Brief
Extract the full set of records that follows, word for word.
┌─ Data shown
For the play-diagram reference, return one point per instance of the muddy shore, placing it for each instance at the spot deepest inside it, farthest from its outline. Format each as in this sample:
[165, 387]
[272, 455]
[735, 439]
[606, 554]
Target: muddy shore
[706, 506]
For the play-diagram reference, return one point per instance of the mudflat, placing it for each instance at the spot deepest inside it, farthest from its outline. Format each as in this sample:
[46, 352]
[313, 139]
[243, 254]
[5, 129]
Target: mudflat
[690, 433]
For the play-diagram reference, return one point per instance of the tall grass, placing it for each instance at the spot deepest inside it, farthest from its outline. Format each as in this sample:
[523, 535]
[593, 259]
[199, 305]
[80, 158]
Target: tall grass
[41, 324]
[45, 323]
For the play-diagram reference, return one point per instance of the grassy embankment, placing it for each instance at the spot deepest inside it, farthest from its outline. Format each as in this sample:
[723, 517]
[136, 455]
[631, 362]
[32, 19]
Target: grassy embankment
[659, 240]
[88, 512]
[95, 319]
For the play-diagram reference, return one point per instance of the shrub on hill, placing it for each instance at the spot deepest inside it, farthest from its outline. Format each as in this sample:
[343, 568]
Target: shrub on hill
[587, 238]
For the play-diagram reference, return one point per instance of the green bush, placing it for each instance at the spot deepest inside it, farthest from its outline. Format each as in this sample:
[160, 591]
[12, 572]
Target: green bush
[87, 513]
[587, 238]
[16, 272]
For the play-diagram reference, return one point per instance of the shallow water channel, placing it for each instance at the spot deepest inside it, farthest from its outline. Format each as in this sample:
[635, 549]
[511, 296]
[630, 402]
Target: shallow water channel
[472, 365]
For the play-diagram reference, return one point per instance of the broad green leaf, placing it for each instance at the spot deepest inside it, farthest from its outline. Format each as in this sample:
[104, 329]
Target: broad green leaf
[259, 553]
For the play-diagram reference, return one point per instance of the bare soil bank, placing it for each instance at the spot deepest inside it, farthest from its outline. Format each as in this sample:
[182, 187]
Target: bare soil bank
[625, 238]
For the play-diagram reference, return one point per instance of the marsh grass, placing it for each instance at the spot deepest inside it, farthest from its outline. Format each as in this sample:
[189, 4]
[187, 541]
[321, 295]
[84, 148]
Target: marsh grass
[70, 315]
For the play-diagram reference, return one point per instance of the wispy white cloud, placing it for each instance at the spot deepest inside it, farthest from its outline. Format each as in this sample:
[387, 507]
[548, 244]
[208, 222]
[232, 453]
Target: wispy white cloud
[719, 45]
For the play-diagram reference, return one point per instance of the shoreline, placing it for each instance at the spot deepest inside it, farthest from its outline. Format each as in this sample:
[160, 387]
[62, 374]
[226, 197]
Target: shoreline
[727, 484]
└─
Solution below
For the play-diagram reference, return one point per instance of the muddy shore, placing it for each instance at the spot deepest inside it, farthest from its outline. Format each as in this sample:
[165, 387]
[272, 455]
[735, 439]
[606, 554]
Target: muddy shore
[706, 506]
For the play-diagram reference, return one point per instance of the mudflat, placing it for each instance at the spot deepest inside it, farthest from its outline. Format each as in this sample:
[46, 352]
[313, 139]
[243, 254]
[5, 129]
Target: mudflat
[690, 433]
For the play-diagram reference, return one point per instance of the tall grass, placing it for each instance at the spot deepest inside it, farthest from its outline. Format each as in this sample:
[523, 535]
[593, 259]
[199, 305]
[80, 158]
Target: tall grass
[41, 324]
[45, 323]
For the play-diagram reference, return one point per instance of the grassy embankment, placing it for each instance at the spot deepest inside it, farthest from its outline. Format each as in this sample:
[723, 517]
[136, 455]
[631, 362]
[32, 19]
Target: grassy embankment
[659, 240]
[88, 512]
[95, 319]
For the play-diagram reference, return one point per instance of the shrub on hill, placing it for each instance at the spot deepest inside it, farthest from its outline. Format each as in this sample:
[343, 568]
Target: shrub on hill
[587, 238]
For the play-diagram reference, return one point per instance of the green bush, placing it for each instance at the spot deepest inside it, farthest from its outline. Format each as in this sample:
[160, 591]
[12, 572]
Target: green bush
[87, 513]
[587, 238]
[16, 272]
For the play-diagram reference, return one point per instance of the shallow water channel, placing it for each instance at the spot deepest inside it, farthest from its outline. Format each as in this sample:
[635, 549]
[511, 296]
[630, 402]
Target: shallow water channel
[472, 365]
For the play-diagram reference, return one point per instance of the broad green leaf, placing it for each instance at the spot deepest inside it, farthest from its outline. Format each as in this sample:
[104, 329]
Target: broad green leaf
[259, 553]
For the play-diagram reference, return one point per instance of the bare soil bank, placing it for each instance at the spot deepest inside it, farthest from its outline. Format each as in this sample:
[182, 187]
Target: bare soil bank
[625, 238]
For the play-diagram reference, return one point per instance of the marsh grass, placing it for each instance at the spot deepest inside it, farthest from its outline. Format each as in this sample:
[189, 4]
[187, 541]
[321, 295]
[84, 148]
Target: marsh grass
[70, 315]
For the play-diagram reference, return one point per instance of the wispy white cloud, placing it for each instance at the spot deepest inside it, farthest from its outline. Format each as in this sample:
[387, 507]
[548, 244]
[208, 222]
[232, 453]
Target: wispy white cloud
[719, 45]
For the play-diagram reference, return one point per instance of the shoreline, placing it for each instance at the spot deepest inside it, farthest from its outline. Format each as in this sample:
[160, 387]
[62, 374]
[226, 197]
Target: shoreline
[727, 484]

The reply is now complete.